(Stored data)
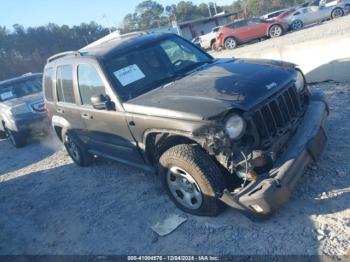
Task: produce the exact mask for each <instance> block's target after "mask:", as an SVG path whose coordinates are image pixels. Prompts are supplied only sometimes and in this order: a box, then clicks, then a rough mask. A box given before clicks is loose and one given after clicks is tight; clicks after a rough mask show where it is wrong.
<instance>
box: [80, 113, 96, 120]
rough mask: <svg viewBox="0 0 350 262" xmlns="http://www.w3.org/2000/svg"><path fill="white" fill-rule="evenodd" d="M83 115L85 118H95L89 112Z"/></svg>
mask: <svg viewBox="0 0 350 262" xmlns="http://www.w3.org/2000/svg"><path fill="white" fill-rule="evenodd" d="M81 117H82V118H84V119H93V116H92V115H90V114H87V113H82V114H81Z"/></svg>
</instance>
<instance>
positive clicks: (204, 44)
mask: <svg viewBox="0 0 350 262" xmlns="http://www.w3.org/2000/svg"><path fill="white" fill-rule="evenodd" d="M220 27H221V26H217V27H214V28H213V29H212V30H211V32H210V33H208V34H205V35H201V36H200V37H199V41H200V45H201V47H202V48H203V49H212V50H216V46H215V41H216V34H217V32H218V31H219V29H220Z"/></svg>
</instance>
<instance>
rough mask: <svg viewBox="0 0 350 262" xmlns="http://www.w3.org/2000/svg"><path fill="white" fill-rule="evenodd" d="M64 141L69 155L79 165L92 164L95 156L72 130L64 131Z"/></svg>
mask: <svg viewBox="0 0 350 262" xmlns="http://www.w3.org/2000/svg"><path fill="white" fill-rule="evenodd" d="M62 141H63V145H64V147H65V148H66V150H67V152H68V154H69V156H70V157H71V158H72V160H73V161H74V162H75V163H76V164H77V165H79V166H82V167H84V166H89V165H91V164H92V161H93V156H92V155H91V154H90V153H89V152H88V151H87V150H86V148H85V147H84V146H83V144H82V143H81V142H80V141H79V140H78V139H77V138H76V137H75V136H74V135H73V134H72V133H71V132H69V131H66V132H63V134H62Z"/></svg>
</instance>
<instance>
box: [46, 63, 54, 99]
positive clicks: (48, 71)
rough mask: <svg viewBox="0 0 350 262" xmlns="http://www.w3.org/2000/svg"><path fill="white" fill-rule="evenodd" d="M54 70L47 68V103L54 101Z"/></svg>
mask: <svg viewBox="0 0 350 262" xmlns="http://www.w3.org/2000/svg"><path fill="white" fill-rule="evenodd" d="M53 72H54V71H53V69H52V68H47V69H45V72H44V95H45V98H46V100H47V101H53V90H52V87H53V84H52V80H53Z"/></svg>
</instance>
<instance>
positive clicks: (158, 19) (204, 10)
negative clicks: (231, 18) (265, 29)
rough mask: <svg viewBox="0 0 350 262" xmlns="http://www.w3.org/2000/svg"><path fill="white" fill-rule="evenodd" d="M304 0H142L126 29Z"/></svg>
mask: <svg viewBox="0 0 350 262" xmlns="http://www.w3.org/2000/svg"><path fill="white" fill-rule="evenodd" d="M303 2H305V0H236V1H233V3H232V4H230V5H226V6H217V5H216V4H215V3H213V2H209V3H201V4H199V5H195V4H193V3H192V2H191V1H180V2H178V3H177V4H173V5H166V6H163V5H162V4H160V3H158V2H157V1H153V0H147V1H143V2H141V3H140V4H138V5H137V6H136V7H135V10H134V12H133V13H129V14H127V15H126V16H125V17H124V20H123V24H124V26H123V28H122V30H123V32H130V31H134V30H147V29H151V28H155V27H162V26H169V25H171V22H172V21H177V22H179V23H181V22H184V21H188V20H193V19H197V18H201V17H208V16H210V15H214V14H216V13H220V12H222V11H225V12H232V13H237V14H238V17H241V18H247V17H254V16H260V15H263V14H266V13H268V12H272V11H275V10H279V9H283V8H287V7H291V6H295V5H297V4H300V3H303Z"/></svg>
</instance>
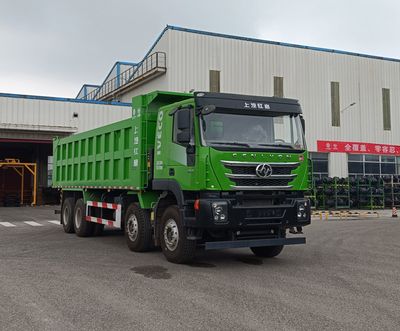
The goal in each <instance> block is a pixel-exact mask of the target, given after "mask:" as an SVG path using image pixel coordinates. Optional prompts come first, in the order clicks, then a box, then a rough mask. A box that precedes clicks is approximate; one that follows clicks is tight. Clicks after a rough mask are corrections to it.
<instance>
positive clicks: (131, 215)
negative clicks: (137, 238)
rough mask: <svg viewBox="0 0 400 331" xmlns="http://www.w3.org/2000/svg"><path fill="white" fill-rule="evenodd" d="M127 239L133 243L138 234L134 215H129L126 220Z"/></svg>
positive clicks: (136, 220)
mask: <svg viewBox="0 0 400 331" xmlns="http://www.w3.org/2000/svg"><path fill="white" fill-rule="evenodd" d="M127 231H128V237H129V240H130V241H135V240H136V239H137V237H138V233H139V224H138V221H137V218H136V216H135V215H131V216H129V218H128V224H127Z"/></svg>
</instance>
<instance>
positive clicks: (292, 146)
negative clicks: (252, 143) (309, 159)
mask: <svg viewBox="0 0 400 331" xmlns="http://www.w3.org/2000/svg"><path fill="white" fill-rule="evenodd" d="M257 146H267V147H277V148H279V147H289V148H291V149H297V148H295V147H294V146H293V145H292V144H282V143H278V144H272V143H271V144H257Z"/></svg>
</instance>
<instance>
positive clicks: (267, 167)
mask: <svg viewBox="0 0 400 331" xmlns="http://www.w3.org/2000/svg"><path fill="white" fill-rule="evenodd" d="M256 175H257V176H258V177H262V178H267V177H269V176H271V175H272V167H271V166H270V165H269V164H268V163H261V164H259V165H258V166H257V168H256Z"/></svg>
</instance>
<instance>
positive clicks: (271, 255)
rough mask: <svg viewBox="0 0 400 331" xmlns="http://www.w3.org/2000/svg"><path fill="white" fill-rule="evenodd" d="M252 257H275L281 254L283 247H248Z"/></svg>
mask: <svg viewBox="0 0 400 331" xmlns="http://www.w3.org/2000/svg"><path fill="white" fill-rule="evenodd" d="M250 249H251V250H252V252H253V253H254V255H256V256H259V257H275V256H277V255H279V254H280V253H281V252H282V249H283V245H280V246H263V247H250Z"/></svg>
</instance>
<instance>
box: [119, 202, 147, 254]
mask: <svg viewBox="0 0 400 331" xmlns="http://www.w3.org/2000/svg"><path fill="white" fill-rule="evenodd" d="M124 223H125V239H126V243H127V245H128V247H129V249H130V250H131V251H133V252H147V251H149V250H151V249H152V248H153V230H152V226H151V222H150V217H149V213H148V212H147V211H146V210H144V209H142V208H140V207H139V206H138V205H137V204H136V203H131V204H130V205H129V206H128V209H127V210H126V213H125V222H124Z"/></svg>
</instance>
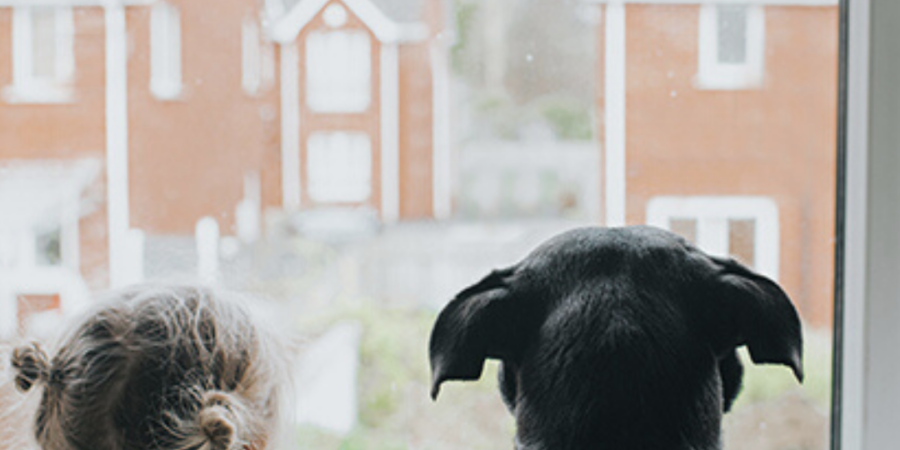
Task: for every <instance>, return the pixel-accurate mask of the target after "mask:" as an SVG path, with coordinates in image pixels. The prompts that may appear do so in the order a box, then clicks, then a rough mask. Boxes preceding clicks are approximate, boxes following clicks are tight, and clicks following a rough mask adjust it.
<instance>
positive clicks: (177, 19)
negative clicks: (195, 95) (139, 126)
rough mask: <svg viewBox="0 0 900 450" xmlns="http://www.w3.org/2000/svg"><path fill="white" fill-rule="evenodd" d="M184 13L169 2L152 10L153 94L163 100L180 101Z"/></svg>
mask: <svg viewBox="0 0 900 450" xmlns="http://www.w3.org/2000/svg"><path fill="white" fill-rule="evenodd" d="M181 69H182V68H181V13H180V12H179V11H178V8H177V7H175V6H174V5H171V4H169V3H166V2H160V3H157V4H155V5H153V8H152V9H151V10H150V91H151V92H152V93H153V95H154V96H156V98H158V99H160V100H177V99H179V98H180V97H181V95H182V91H183V84H182V74H181Z"/></svg>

**PROBLEM REQUIREMENTS:** Report each line of the records above that contains the string "negative", treating uppercase and lowercase letters as distinct.

**ANSWER TO THIS EXERCISE:**
negative clicks: (231, 18) (265, 29)
negative clicks: (137, 238)
negative clicks: (252, 143) (309, 159)
negative clicks: (195, 95) (139, 126)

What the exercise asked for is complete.